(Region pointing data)
*** Block opens ***

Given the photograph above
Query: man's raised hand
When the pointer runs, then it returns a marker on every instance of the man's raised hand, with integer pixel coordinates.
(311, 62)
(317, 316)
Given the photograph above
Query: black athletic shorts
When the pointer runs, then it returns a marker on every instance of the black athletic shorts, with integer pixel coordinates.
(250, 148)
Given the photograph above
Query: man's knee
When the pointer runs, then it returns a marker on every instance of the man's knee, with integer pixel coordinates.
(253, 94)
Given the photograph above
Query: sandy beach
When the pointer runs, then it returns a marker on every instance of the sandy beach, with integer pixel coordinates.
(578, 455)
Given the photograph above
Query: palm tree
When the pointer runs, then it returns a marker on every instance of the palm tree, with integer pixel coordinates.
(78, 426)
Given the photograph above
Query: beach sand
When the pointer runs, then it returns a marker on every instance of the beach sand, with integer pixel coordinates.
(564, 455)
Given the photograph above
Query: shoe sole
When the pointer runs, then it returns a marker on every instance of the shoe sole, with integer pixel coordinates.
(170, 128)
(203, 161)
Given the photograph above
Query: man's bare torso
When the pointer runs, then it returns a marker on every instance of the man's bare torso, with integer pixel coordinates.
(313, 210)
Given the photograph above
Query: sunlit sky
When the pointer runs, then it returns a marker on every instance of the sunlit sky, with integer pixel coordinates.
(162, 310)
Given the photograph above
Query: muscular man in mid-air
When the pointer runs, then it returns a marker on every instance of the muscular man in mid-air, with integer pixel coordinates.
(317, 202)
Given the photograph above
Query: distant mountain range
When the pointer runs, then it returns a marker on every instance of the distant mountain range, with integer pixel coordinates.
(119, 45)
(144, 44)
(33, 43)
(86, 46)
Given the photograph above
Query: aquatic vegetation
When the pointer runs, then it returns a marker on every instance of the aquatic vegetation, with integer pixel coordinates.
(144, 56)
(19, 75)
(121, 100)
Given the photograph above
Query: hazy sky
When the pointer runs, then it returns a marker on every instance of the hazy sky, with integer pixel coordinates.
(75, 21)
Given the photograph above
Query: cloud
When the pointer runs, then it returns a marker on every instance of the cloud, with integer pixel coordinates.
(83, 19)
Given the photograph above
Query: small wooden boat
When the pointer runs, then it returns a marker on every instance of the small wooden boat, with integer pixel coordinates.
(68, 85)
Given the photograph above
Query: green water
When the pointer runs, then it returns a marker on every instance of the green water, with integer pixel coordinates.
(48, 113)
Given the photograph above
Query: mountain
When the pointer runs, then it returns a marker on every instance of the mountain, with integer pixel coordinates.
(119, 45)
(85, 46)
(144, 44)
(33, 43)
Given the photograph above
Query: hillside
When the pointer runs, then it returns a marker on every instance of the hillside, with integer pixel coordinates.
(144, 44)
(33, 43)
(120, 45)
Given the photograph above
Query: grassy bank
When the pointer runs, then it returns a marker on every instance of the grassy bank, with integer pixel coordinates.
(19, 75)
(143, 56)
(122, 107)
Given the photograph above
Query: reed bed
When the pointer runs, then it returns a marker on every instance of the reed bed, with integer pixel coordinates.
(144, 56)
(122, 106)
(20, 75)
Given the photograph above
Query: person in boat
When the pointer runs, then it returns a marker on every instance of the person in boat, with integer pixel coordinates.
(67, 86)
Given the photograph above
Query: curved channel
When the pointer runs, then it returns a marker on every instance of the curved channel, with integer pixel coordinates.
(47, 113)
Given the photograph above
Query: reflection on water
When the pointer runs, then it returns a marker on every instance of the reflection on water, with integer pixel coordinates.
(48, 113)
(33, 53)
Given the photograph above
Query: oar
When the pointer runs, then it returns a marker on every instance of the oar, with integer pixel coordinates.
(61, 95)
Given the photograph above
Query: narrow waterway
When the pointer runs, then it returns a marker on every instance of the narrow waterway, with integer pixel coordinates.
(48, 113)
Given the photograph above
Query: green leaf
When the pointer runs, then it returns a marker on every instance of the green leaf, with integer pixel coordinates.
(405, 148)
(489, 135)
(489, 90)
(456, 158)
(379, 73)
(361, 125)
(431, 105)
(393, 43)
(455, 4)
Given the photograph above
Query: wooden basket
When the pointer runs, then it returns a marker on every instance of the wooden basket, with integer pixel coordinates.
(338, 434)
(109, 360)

*** Block closes ***

= TASK OBJECTIVE =
The reply is to be an exact repeat of the records above.

= FINAL ANSWER =
Given the photograph above
Query: man's raised hand
When the pointer runs, then it returns a marker on every instance of the man's raised hand, with integer pixel coordinates.
(311, 62)
(317, 316)
Given the photograph above
Query: black athletic shorts
When the pointer runs, then it returns a marker on every instance of the black athletic shorts, with integer pixel coordinates.
(250, 148)
Given the photograph above
Query: man's knee
When the pointer runs, then it returns a marker on every instance of the man's knee, with integer pixel coordinates.
(253, 94)
Given the photograph above
Query: sandy beach
When the pointer runs, then it returns a marker on every instance of the sandy beach, with integer pixel coordinates.
(578, 455)
Given the photograph above
Query: palm tree
When the pointer runs, then it returns a marker on every instance of the palm tree, with integer pixel coordinates.
(78, 426)
Given the photograph above
Query: beach sand
When the pointer runs, then it returns a marker on every instance of the beach sand, with integer pixel coordinates.
(564, 455)
Given the photograph above
Query: shoe sole
When the pointer runs, then it returns a marker on every instance of the shoe sole, with integer pixel coordinates.
(170, 128)
(203, 161)
Given the photograph above
Query: man's bare torso
When the pointer runs, then it returns a marker on every instance of the man's bare torso, with integer pixel coordinates.
(313, 210)
Given the photograph above
Query: sunlit sky
When the pointer runs, then it returns a marker on every instance of the sunlit sky, with integer pixel coordinates.
(162, 310)
Given the photograph above
Query: muscular man in mid-air
When the pointer runs, then it returns a marker on every instance of the muscular man in mid-air, with integer pixel coordinates.
(317, 202)
Given the photograph above
Query: distant mountain range
When the pointer runs, then it returns a marker on every instance of the distant mountain range, with integer pixel coordinates.
(119, 45)
(144, 44)
(33, 43)
(86, 46)
Given the photograph above
Query: aquatic vegetation
When the pointer runs, then it returns a marker on every instance of the aquatic vegetation, with integer pixel coordinates.
(144, 56)
(19, 75)
(121, 100)
Given the photograph above
Query: hazy sky
When the pointer runs, then it returns a marker on every instance of the hazy sky, with integer pixel coordinates.
(75, 21)
Given the photograph above
Query: cloud
When the pointer runs, then it returns a marker on every instance of the cloud, with integer pixel coordinates.
(83, 19)
Given the photograph above
Query: small wooden boat
When the pointer runs, then it returns a marker on every instance of the small wooden boat, with integer pixel coordinates.
(68, 85)
Given the photograph above
Query: green water
When the pointer runs, then it returns a marker on every instance of the green water, with integer pixel coordinates.
(48, 113)
Given the photograph above
Query: mountain
When the pointer runs, then it returns a marker on every instance of the mountain, with integer pixel coordinates.
(119, 45)
(85, 46)
(144, 44)
(33, 43)
Given the photograph above
Query: hillside
When the pointer runs, then it returns a marker on every instance of the hillside, with integer pixel coordinates.
(144, 44)
(33, 43)
(120, 45)
Given the photograph above
Query: grassy bank
When the pointer runs, then it returns a marker on every instance of the grassy bank, with integer pixel coordinates.
(19, 75)
(143, 56)
(122, 107)
Given the photograph above
Query: reed bed
When the pointer runs, then it returns a marker on every instance of the reed bed, with integer pixel coordinates.
(144, 56)
(122, 106)
(20, 75)
Given the photograph above
Query: person in boat
When the pointer runs, then it returns a marker on every instance of the person in boat, with integer pixel coordinates.
(67, 86)
Given the photograph above
Query: curved channel
When the pointer runs, then it returns a marker on every instance of the curved channel, with integer pixel coordinates.
(47, 113)
Given the photograph above
Query: reflection on water
When the pointer runs, then it returns a marker on every instance of the reflection on water, with integer pixel coordinates.
(48, 113)
(33, 53)
Given the photograph above
Query: oar
When the pointer runs, then it returns a marker on every instance of the oar, with integer pixel coordinates.
(61, 95)
Given the photograph above
Query: narrow waterway
When the pointer runs, then it returns a marker on every instance of the narrow waterway, with integer pixel coordinates.
(48, 113)
Given the photograph above
Query: green leaf
When the pointer runs, then it returns a marker on every instance of the green leaf, with integer pixel coordinates.
(405, 148)
(489, 135)
(489, 90)
(456, 158)
(379, 73)
(361, 125)
(431, 105)
(393, 43)
(455, 4)
Given the photograph above
Query: wooden basket
When the pointer runs, then it returns a marker on every instance of the wooden basket, with integer pixel coordinates.
(338, 434)
(109, 360)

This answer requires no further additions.